#### [Exercise directions]
Please tally how many lines of the items below contain the word "dark", and give only that number.

Image boundary annotation data
= = = = = = =

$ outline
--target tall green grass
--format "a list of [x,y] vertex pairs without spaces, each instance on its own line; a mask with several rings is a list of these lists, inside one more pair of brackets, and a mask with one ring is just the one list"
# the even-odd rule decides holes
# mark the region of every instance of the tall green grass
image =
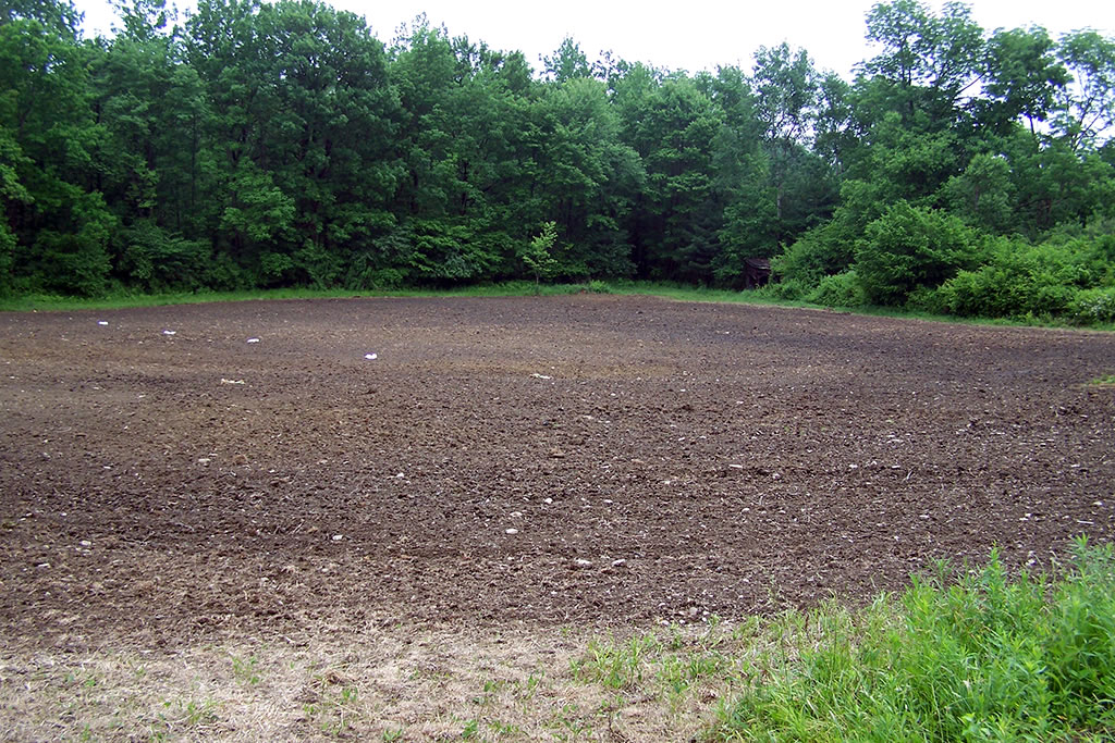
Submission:
[[1012,580],[996,554],[947,566],[852,615],[721,706],[711,740],[1115,740],[1115,557],[1076,545],[1056,580]]

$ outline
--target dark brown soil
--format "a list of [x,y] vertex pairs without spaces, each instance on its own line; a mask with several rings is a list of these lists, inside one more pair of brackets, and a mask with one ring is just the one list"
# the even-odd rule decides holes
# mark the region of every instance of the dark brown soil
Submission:
[[4,314],[0,636],[673,622],[993,545],[1045,568],[1115,527],[1112,372],[1112,334],[639,297]]

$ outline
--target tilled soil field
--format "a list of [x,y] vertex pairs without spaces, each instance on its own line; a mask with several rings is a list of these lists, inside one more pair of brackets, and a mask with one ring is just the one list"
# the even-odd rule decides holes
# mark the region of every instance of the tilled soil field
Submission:
[[660,299],[0,315],[0,636],[688,622],[1115,527],[1115,335]]

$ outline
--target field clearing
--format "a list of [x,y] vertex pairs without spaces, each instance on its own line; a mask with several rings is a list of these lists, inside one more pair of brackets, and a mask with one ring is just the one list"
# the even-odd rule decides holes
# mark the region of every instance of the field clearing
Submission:
[[0,735],[673,739],[692,704],[620,732],[573,683],[590,635],[1108,541],[1113,372],[1112,334],[653,297],[0,315]]

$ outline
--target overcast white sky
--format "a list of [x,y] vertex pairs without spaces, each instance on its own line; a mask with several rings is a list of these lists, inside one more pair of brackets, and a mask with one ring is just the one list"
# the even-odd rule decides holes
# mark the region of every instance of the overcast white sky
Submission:
[[[849,77],[853,65],[871,56],[863,39],[864,18],[874,0],[687,0],[642,2],[564,0],[333,0],[334,8],[363,16],[376,36],[390,42],[400,23],[425,12],[450,36],[466,35],[503,50],[521,49],[535,69],[565,36],[580,42],[590,61],[610,49],[618,58],[696,72],[718,65],[749,69],[759,46],[783,41],[803,47],[817,67]],[[940,2],[931,1],[939,9]],[[1043,26],[1054,37],[1093,28],[1115,37],[1111,0],[977,0],[972,16],[986,29]],[[108,32],[114,13],[108,0],[77,0],[91,36]],[[178,0],[178,8],[193,0]]]

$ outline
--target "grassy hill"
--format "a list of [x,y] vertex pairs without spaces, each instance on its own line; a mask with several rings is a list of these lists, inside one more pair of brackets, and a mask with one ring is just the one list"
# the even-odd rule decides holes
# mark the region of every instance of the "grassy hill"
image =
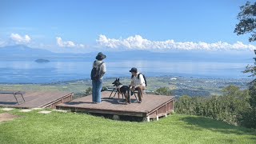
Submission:
[[160,121],[130,122],[37,112],[9,111],[21,117],[0,122],[1,143],[256,143],[255,130],[197,116],[174,114]]

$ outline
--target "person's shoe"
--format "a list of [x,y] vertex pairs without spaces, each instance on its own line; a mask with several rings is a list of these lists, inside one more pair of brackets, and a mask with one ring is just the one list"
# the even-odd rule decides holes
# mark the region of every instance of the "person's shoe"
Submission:
[[132,96],[132,95],[134,95],[134,92],[131,91],[130,92],[130,96]]

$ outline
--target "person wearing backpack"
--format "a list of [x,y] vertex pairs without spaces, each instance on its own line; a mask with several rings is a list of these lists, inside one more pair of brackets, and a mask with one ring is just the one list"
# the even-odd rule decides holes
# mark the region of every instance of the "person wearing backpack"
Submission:
[[142,103],[143,90],[146,90],[146,86],[145,76],[142,73],[138,72],[138,70],[135,67],[131,68],[130,72],[131,73],[131,82],[130,87],[132,92],[138,90],[138,103]]
[[106,63],[102,61],[106,56],[102,52],[96,56],[91,70],[90,78],[92,80],[92,101],[94,103],[102,102],[102,89],[103,82],[103,75],[106,72]]

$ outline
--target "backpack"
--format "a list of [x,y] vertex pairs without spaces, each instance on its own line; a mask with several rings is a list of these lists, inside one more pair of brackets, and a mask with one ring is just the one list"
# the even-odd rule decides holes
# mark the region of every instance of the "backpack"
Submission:
[[93,67],[93,69],[91,70],[91,72],[90,72],[90,79],[91,80],[99,80],[103,75],[102,69],[101,68],[101,66],[104,62],[102,62],[98,66],[95,65],[95,62],[96,62],[96,61],[94,61],[94,67]]
[[[139,75],[140,74],[142,74],[142,73],[139,73],[138,74],[138,79],[139,79]],[[142,76],[143,76],[143,78],[144,78],[144,81],[145,81],[145,85],[146,85],[146,77],[145,77],[145,75],[144,74],[142,74]]]

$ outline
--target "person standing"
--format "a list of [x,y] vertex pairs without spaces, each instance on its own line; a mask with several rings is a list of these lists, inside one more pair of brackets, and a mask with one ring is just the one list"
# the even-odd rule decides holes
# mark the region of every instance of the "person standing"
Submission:
[[146,90],[146,80],[142,74],[138,72],[137,68],[131,68],[130,72],[131,73],[130,89],[132,92],[138,90],[138,103],[142,103],[143,90]]
[[106,63],[103,62],[106,56],[102,52],[99,52],[96,56],[96,60],[93,64],[91,72],[92,79],[92,101],[94,103],[102,102],[102,89],[103,83],[103,76],[106,72]]

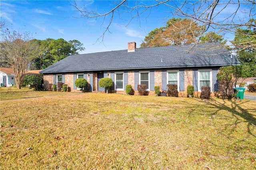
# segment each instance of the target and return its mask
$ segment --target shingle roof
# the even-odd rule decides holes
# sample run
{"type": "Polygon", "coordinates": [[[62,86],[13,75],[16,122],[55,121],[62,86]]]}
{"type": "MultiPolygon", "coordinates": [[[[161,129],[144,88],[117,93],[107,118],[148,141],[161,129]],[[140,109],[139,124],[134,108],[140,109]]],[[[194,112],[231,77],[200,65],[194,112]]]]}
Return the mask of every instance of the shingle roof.
{"type": "Polygon", "coordinates": [[[39,74],[39,72],[42,70],[26,70],[25,71],[25,74],[39,74]]]}
{"type": "Polygon", "coordinates": [[[0,67],[0,71],[6,74],[14,74],[14,72],[13,71],[12,69],[11,68],[5,68],[0,67]]]}
{"type": "Polygon", "coordinates": [[[213,43],[188,47],[172,45],[70,55],[42,73],[169,68],[239,65],[224,47],[213,43]],[[162,62],[161,62],[162,59],[162,62]]]}

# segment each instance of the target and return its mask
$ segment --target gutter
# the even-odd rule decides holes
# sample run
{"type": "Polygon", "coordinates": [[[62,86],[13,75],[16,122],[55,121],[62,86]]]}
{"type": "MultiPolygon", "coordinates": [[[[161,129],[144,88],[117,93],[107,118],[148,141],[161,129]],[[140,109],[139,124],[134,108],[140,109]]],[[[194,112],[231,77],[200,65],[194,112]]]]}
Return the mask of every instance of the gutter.
{"type": "Polygon", "coordinates": [[[239,65],[240,63],[230,64],[216,64],[213,65],[189,65],[189,66],[169,66],[169,67],[135,67],[135,68],[116,68],[116,69],[90,69],[90,70],[72,70],[72,71],[60,71],[54,72],[44,72],[42,71],[39,71],[39,73],[74,73],[77,72],[85,72],[85,71],[103,71],[109,70],[138,70],[138,69],[170,69],[170,68],[186,68],[186,67],[223,67],[229,66],[232,65],[239,65]]]}

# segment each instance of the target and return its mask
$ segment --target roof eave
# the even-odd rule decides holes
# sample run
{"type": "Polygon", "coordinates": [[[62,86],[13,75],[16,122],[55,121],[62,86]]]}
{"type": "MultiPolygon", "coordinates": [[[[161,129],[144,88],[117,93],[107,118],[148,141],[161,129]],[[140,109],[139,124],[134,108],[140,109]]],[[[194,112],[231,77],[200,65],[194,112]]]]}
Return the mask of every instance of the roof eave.
{"type": "Polygon", "coordinates": [[[75,73],[78,72],[90,72],[90,71],[104,71],[107,70],[138,70],[138,69],[170,69],[173,68],[186,68],[186,67],[223,67],[223,66],[228,66],[231,65],[240,65],[239,63],[232,63],[228,64],[215,64],[212,65],[186,65],[186,66],[172,66],[169,67],[134,67],[134,68],[116,68],[116,69],[90,69],[90,70],[70,70],[70,71],[54,71],[54,72],[44,72],[40,71],[39,73],[75,73]]]}

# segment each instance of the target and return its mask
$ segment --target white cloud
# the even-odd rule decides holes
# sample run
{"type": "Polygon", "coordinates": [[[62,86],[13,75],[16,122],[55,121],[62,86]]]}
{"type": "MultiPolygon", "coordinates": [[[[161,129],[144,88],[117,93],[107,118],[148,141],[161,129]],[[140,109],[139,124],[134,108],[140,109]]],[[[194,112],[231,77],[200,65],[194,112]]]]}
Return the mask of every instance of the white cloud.
{"type": "Polygon", "coordinates": [[[34,12],[36,12],[37,13],[45,14],[46,15],[52,15],[52,14],[48,11],[45,11],[44,10],[38,10],[38,9],[35,9],[33,10],[33,11],[34,12]]]}
{"type": "Polygon", "coordinates": [[[141,35],[140,33],[138,31],[130,29],[127,29],[126,30],[125,34],[130,37],[144,38],[144,37],[143,35],[141,35]]]}
{"type": "Polygon", "coordinates": [[[1,2],[1,6],[4,6],[5,5],[6,6],[10,6],[12,7],[14,7],[14,6],[13,5],[12,5],[11,4],[8,4],[8,3],[6,3],[6,2],[1,2]]]}
{"type": "Polygon", "coordinates": [[[4,18],[5,19],[11,23],[13,23],[12,20],[12,18],[11,18],[10,17],[8,14],[5,12],[2,12],[1,13],[1,14],[4,18]]]}
{"type": "Polygon", "coordinates": [[[42,27],[42,26],[38,26],[38,25],[36,25],[36,24],[31,24],[31,25],[32,25],[34,27],[39,29],[39,30],[41,30],[41,31],[43,31],[43,32],[46,32],[45,27],[42,27]]]}

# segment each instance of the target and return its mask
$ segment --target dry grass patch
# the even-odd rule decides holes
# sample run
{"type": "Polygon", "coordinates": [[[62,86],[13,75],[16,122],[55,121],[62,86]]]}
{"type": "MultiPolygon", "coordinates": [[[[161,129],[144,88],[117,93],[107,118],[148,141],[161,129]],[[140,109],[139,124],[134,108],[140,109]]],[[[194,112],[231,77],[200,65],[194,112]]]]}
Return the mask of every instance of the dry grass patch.
{"type": "Polygon", "coordinates": [[[1,101],[1,168],[255,169],[256,104],[94,93],[1,101]]]}
{"type": "Polygon", "coordinates": [[[18,99],[30,98],[76,93],[77,92],[61,92],[57,91],[36,91],[33,89],[16,87],[0,87],[0,100],[12,100],[18,99]]]}
{"type": "Polygon", "coordinates": [[[251,96],[256,96],[256,93],[249,92],[247,90],[246,90],[244,92],[244,94],[247,95],[250,95],[251,96]]]}

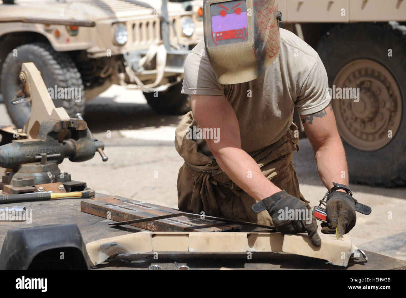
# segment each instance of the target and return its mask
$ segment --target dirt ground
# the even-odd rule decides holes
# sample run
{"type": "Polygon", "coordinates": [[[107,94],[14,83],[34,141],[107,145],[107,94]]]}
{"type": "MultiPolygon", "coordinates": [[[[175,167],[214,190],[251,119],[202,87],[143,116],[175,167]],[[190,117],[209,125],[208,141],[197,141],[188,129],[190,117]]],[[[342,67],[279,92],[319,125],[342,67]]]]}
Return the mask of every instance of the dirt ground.
{"type": "MultiPolygon", "coordinates": [[[[173,139],[181,118],[158,115],[142,92],[113,86],[86,105],[85,116],[95,137],[104,142],[108,161],[102,162],[97,154],[82,163],[65,160],[60,167],[97,192],[177,208],[177,177],[183,160],[173,139]]],[[[0,125],[11,124],[0,97],[0,125]]],[[[326,190],[307,139],[301,140],[294,162],[300,191],[313,207],[326,190]]],[[[406,187],[350,187],[354,197],[372,209],[369,215],[357,213],[350,232],[354,242],[361,249],[406,260],[406,187]]]]}

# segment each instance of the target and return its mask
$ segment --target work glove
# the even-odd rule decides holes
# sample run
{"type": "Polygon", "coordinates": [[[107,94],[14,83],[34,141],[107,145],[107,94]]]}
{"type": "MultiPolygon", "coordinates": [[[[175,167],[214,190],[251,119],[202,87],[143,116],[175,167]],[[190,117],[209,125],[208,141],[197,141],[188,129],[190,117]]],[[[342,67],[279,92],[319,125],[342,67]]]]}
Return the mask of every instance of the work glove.
{"type": "Polygon", "coordinates": [[[322,223],[322,233],[335,234],[337,224],[340,235],[351,231],[356,220],[356,201],[348,193],[342,191],[331,192],[327,196],[326,206],[327,222],[322,223]]]}
{"type": "Polygon", "coordinates": [[[316,218],[310,206],[304,202],[291,195],[286,191],[279,191],[270,197],[252,206],[252,209],[259,213],[266,209],[272,218],[275,228],[284,234],[296,234],[307,232],[310,241],[313,245],[320,246],[322,240],[317,234],[317,223],[316,218]],[[286,208],[288,212],[294,212],[294,219],[287,220],[288,214],[286,214],[286,208]],[[296,212],[296,210],[304,210],[296,212]],[[307,210],[307,211],[306,211],[307,210]],[[303,214],[301,218],[296,218],[296,214],[303,214]],[[309,218],[309,217],[311,217],[309,218]]]}

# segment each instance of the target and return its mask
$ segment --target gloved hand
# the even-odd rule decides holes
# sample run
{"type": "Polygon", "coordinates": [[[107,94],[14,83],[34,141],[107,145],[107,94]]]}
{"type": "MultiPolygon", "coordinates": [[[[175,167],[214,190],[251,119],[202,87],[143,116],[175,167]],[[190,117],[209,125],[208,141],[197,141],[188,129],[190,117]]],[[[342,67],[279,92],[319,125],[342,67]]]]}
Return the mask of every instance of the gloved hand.
{"type": "MultiPolygon", "coordinates": [[[[321,244],[321,239],[317,234],[316,218],[309,205],[283,191],[274,193],[270,197],[264,199],[261,202],[254,204],[253,205],[253,210],[257,213],[263,210],[263,209],[260,208],[261,203],[263,203],[262,206],[264,206],[269,213],[275,228],[278,231],[284,234],[296,234],[307,232],[313,245],[320,246],[321,244]],[[279,219],[280,210],[285,212],[287,207],[288,210],[294,211],[295,216],[297,214],[304,214],[304,218],[302,215],[302,217],[300,220],[296,218],[293,220],[279,219]],[[304,212],[302,211],[297,212],[296,211],[297,210],[303,210],[304,212]],[[308,210],[307,212],[306,211],[307,210],[308,210]],[[311,219],[308,218],[309,216],[312,217],[311,219]],[[306,218],[307,217],[308,218],[306,218]]],[[[285,215],[287,218],[288,214],[285,215]]],[[[285,217],[283,217],[285,218],[285,217]]]]}
{"type": "Polygon", "coordinates": [[[343,235],[351,231],[356,220],[356,201],[354,199],[342,191],[333,191],[327,196],[326,206],[327,223],[322,223],[322,233],[335,234],[337,224],[339,234],[343,235]]]}

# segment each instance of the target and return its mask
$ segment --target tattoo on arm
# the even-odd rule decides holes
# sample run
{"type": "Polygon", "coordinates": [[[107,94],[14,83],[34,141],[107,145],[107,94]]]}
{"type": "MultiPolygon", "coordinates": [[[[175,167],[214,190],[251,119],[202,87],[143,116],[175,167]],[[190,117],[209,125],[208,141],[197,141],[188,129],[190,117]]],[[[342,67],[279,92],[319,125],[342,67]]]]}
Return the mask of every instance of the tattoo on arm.
{"type": "MultiPolygon", "coordinates": [[[[331,109],[331,106],[330,106],[330,109],[331,109]]],[[[320,112],[317,112],[317,113],[313,113],[313,114],[310,114],[304,119],[302,119],[302,122],[304,124],[306,123],[307,120],[309,120],[309,124],[313,124],[313,118],[314,117],[317,117],[319,118],[322,118],[327,114],[327,113],[326,112],[325,110],[326,109],[324,109],[320,111],[320,112]]]]}

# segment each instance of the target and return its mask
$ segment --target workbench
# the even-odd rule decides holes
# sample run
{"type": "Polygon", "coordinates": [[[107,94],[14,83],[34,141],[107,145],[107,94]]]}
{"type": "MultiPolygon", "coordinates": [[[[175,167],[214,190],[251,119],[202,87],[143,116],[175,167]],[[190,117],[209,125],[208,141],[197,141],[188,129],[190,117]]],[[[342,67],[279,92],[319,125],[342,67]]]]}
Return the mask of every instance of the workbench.
{"type": "MultiPolygon", "coordinates": [[[[107,195],[96,193],[96,197],[107,195]]],[[[85,243],[101,238],[145,231],[130,225],[118,227],[109,226],[114,222],[80,211],[80,202],[90,199],[67,199],[13,204],[5,204],[2,208],[24,206],[26,212],[32,210],[32,223],[0,222],[0,244],[2,245],[9,229],[37,225],[74,223],[78,227],[85,243]]],[[[362,249],[362,247],[361,247],[362,249]]],[[[206,254],[186,253],[160,254],[159,260],[151,254],[119,255],[108,262],[98,265],[96,269],[147,269],[151,264],[160,265],[163,269],[177,269],[187,265],[191,269],[218,269],[225,267],[236,269],[337,269],[341,270],[387,270],[406,269],[406,262],[372,252],[364,251],[369,261],[365,263],[353,259],[348,267],[333,266],[325,261],[296,255],[276,253],[254,253],[251,259],[246,254],[206,254]]]]}

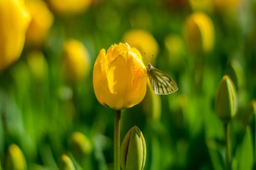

= = = = = = =

#### [Exercise solution]
2